CONSEGNA DELL'ESERCIZIO: Riporta in forma di tabella Markdown le voci, dall'inizio fino alla riga che contiene "negative clicks: (429, 695) (429, 663)", questa compresa. Usa le colonne "Riga", con il numero progressivo, e "Testo", con il contenuto della riga, omettendo le righe vuote e le immagini.

DATI DA ELABORARE:

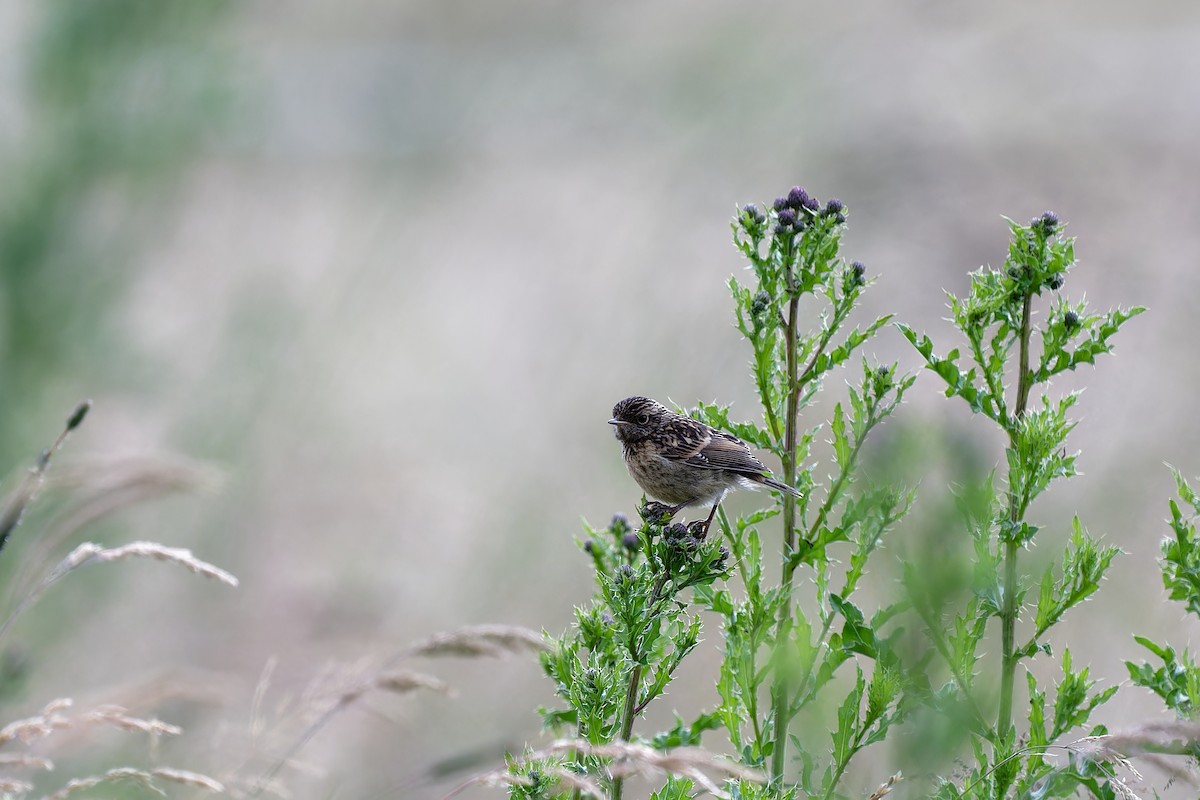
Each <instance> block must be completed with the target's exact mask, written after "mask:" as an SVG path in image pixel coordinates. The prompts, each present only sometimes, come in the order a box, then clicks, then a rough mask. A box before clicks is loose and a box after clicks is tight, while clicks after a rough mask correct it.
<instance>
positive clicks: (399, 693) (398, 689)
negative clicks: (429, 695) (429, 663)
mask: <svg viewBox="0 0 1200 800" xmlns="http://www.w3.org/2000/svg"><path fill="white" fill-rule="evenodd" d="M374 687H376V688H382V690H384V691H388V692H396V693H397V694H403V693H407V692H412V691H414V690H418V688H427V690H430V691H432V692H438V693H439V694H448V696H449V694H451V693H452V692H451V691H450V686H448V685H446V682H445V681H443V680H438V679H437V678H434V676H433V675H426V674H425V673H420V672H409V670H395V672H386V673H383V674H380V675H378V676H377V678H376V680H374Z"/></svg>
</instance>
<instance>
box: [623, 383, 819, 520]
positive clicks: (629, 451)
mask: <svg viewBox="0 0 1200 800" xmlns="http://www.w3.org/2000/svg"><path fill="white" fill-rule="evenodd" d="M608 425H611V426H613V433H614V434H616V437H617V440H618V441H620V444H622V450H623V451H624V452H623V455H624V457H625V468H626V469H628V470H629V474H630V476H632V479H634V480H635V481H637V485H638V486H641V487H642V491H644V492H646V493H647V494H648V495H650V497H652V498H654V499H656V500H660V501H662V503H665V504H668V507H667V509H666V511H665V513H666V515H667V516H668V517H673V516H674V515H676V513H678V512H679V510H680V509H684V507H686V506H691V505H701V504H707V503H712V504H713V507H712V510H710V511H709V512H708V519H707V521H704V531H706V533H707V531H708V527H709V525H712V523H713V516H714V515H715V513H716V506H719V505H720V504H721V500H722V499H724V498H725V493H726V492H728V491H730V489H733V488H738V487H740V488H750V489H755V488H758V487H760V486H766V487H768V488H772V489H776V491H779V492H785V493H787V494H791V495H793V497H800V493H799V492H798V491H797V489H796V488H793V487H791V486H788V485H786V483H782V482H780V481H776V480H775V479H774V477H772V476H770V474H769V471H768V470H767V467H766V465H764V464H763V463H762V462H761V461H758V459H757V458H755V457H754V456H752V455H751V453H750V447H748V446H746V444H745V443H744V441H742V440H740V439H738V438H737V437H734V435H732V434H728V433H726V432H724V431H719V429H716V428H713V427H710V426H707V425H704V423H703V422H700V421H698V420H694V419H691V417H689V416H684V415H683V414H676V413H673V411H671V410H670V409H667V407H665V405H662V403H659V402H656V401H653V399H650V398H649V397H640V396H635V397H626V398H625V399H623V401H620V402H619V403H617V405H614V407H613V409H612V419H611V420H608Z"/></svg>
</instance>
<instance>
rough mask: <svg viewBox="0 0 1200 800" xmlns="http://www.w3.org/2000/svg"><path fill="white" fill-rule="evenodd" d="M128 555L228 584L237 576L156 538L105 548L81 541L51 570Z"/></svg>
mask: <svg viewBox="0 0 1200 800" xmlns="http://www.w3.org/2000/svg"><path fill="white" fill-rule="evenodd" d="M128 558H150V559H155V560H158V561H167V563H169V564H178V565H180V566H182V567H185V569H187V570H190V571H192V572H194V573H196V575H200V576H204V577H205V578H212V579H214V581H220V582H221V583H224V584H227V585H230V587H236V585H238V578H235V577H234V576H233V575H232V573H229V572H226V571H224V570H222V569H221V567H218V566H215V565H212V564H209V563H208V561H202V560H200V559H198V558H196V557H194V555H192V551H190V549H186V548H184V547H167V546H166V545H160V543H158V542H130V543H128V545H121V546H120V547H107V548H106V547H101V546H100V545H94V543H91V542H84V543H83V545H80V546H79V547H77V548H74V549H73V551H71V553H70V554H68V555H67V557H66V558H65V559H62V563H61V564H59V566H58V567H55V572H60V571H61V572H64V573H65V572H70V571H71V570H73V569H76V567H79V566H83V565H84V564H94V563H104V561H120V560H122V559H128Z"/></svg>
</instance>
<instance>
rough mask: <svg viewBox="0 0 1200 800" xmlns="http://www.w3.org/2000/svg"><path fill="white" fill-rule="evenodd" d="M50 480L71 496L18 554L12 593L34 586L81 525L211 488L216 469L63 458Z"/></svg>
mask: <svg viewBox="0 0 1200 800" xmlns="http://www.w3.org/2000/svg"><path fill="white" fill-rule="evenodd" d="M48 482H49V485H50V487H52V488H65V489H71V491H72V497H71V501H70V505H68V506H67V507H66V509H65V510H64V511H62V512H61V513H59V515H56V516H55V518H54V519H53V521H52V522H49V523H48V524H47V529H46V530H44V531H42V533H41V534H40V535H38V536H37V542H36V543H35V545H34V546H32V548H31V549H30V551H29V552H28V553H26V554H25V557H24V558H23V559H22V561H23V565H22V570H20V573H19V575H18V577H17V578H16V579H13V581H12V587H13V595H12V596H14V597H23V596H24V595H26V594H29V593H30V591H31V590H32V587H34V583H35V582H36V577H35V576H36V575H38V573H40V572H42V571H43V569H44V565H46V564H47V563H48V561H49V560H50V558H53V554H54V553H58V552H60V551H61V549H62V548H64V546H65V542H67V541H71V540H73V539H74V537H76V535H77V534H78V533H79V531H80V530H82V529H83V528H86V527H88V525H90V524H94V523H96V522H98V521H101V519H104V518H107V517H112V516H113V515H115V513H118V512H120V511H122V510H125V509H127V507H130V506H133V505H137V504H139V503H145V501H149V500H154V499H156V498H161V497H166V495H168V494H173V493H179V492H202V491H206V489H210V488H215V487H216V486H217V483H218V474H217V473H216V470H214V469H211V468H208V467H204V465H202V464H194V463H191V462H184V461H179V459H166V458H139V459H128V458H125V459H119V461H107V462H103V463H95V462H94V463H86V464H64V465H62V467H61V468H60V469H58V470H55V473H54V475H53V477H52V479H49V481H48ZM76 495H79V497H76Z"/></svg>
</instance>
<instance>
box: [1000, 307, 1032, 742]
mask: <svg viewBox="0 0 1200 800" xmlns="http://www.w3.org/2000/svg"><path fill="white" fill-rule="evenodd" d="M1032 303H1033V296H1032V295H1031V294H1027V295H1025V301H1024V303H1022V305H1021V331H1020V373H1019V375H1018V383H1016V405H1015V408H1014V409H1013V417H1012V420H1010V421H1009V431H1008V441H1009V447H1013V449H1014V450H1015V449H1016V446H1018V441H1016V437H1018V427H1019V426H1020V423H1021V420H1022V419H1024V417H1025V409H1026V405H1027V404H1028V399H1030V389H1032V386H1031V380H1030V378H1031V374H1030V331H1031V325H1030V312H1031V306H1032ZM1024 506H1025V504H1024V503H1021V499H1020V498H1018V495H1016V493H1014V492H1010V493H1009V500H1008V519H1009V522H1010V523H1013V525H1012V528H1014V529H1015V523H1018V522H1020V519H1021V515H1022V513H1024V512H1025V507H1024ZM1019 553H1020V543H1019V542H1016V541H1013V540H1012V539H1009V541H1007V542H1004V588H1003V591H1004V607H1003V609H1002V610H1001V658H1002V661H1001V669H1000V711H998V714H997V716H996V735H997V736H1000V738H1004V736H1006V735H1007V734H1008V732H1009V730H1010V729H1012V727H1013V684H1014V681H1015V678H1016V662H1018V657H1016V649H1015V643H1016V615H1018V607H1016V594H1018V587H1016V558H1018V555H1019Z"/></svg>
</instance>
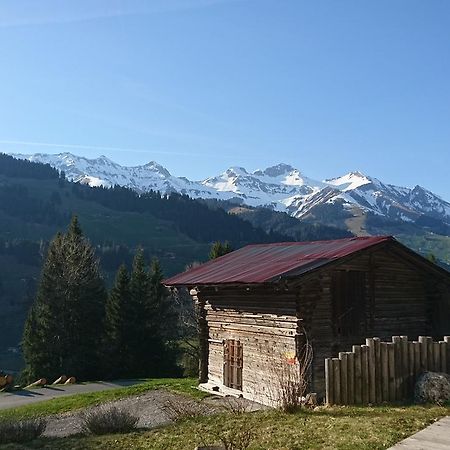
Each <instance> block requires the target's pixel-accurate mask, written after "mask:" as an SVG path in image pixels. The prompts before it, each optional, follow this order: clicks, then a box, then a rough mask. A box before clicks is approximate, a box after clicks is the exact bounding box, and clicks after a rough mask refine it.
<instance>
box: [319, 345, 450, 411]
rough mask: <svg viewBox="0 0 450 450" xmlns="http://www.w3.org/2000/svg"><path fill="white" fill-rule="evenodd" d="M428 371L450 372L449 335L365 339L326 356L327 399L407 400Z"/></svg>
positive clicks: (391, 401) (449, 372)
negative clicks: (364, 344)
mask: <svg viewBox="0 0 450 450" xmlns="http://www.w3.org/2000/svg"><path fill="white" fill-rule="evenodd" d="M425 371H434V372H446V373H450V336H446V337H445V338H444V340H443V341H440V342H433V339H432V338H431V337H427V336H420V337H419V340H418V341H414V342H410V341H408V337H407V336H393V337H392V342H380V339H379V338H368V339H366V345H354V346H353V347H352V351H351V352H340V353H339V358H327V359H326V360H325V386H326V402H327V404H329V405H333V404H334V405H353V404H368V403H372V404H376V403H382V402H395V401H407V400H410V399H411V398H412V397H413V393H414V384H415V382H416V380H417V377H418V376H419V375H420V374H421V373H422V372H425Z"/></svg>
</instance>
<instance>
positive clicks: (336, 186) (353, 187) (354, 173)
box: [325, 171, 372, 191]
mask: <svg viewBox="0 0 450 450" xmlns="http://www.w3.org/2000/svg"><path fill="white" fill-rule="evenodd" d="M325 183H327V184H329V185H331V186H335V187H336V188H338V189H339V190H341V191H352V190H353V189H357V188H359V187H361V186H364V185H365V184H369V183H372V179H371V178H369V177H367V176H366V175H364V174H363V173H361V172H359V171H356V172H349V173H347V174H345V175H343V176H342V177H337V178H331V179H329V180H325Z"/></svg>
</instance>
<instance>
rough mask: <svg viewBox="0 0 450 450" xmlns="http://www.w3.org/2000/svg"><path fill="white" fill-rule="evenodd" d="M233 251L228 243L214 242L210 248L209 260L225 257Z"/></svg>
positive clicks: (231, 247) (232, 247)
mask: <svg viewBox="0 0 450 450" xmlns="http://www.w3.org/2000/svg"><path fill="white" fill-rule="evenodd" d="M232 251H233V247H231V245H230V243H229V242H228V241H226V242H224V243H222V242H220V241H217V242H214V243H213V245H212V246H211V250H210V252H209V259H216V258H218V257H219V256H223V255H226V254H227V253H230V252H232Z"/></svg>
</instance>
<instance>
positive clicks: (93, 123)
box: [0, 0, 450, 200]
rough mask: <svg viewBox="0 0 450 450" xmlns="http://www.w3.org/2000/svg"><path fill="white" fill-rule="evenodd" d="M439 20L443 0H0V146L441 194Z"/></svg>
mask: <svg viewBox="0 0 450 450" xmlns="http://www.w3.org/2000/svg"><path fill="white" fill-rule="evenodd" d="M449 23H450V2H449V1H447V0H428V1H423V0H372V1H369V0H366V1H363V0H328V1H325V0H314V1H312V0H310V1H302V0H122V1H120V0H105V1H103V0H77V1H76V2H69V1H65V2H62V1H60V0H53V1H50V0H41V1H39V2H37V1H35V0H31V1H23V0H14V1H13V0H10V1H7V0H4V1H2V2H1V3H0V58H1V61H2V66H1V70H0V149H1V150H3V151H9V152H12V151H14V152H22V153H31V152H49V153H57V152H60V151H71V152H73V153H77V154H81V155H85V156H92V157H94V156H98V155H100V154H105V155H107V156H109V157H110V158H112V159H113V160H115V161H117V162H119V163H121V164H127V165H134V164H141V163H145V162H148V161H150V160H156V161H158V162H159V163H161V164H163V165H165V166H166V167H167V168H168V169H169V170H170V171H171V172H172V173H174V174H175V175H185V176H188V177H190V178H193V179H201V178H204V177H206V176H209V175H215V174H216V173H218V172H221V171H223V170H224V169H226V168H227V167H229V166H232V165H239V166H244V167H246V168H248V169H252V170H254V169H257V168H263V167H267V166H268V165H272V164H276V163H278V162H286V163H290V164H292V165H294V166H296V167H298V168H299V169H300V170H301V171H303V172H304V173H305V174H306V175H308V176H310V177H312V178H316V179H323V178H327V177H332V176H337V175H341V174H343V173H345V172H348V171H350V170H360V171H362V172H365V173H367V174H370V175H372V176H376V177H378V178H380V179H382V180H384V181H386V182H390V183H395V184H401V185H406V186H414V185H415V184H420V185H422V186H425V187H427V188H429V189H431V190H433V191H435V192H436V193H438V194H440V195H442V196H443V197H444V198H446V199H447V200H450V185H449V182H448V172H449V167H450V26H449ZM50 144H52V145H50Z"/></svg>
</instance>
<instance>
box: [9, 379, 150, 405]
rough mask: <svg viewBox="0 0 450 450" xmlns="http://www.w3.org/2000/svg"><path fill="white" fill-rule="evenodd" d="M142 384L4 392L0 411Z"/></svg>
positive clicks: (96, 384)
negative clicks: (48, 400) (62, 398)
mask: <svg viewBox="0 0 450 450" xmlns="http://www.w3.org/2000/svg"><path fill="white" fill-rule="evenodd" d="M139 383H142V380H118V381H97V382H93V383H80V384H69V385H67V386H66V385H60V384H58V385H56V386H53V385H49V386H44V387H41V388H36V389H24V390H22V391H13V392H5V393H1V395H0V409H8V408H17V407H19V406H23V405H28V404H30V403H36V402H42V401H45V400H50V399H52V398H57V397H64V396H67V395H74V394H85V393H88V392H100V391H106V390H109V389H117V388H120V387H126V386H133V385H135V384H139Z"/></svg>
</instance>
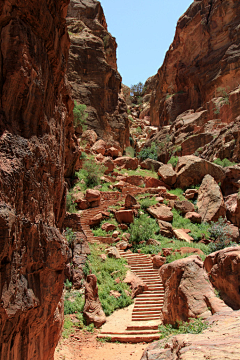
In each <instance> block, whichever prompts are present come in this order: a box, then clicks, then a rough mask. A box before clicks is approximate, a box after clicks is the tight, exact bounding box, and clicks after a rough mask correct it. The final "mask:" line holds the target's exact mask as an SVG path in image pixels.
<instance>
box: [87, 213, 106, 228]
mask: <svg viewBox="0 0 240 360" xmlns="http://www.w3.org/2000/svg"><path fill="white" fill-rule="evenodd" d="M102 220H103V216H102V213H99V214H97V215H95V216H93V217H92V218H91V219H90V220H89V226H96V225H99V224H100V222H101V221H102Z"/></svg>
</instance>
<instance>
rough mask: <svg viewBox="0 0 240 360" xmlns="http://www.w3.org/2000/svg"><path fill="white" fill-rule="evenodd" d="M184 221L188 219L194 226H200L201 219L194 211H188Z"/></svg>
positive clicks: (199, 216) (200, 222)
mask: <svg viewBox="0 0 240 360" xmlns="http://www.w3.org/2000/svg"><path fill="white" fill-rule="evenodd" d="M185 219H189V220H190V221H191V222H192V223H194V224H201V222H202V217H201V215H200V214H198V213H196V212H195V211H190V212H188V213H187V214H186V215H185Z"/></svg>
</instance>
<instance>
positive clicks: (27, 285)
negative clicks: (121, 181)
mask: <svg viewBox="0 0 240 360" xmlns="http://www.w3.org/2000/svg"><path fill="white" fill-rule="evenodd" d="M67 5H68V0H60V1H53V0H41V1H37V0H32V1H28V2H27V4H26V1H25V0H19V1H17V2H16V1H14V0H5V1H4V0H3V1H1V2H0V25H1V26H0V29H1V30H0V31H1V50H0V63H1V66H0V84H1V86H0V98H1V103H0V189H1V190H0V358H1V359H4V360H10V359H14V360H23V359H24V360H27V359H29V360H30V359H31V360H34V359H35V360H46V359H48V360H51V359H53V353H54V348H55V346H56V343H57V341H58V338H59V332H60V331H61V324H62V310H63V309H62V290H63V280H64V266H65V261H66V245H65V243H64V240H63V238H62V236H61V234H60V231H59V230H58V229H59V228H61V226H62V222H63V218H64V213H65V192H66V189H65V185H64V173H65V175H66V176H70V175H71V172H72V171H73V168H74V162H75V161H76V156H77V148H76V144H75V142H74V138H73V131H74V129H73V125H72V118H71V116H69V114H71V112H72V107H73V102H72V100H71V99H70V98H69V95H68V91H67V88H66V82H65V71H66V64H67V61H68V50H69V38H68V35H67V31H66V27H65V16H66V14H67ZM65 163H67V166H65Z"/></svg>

RISPOSTA AL COMPITO:
| Riga | Testo |
|---|---|
| 1 | Each <instance> block must be completed with the target's exact mask, written after "mask:" as an SVG path in image pixel coordinates. The prompts, each present only sometimes, come in the order a box, then clicks, then a rough mask. A box before clicks is loose and a box after clicks is tight, while clicks after a rough mask correct it. |
| 2 | <instance> |
| 3 | positive clicks: (399, 693) (398, 689) |
| 4 | negative clicks: (429, 695) (429, 663) |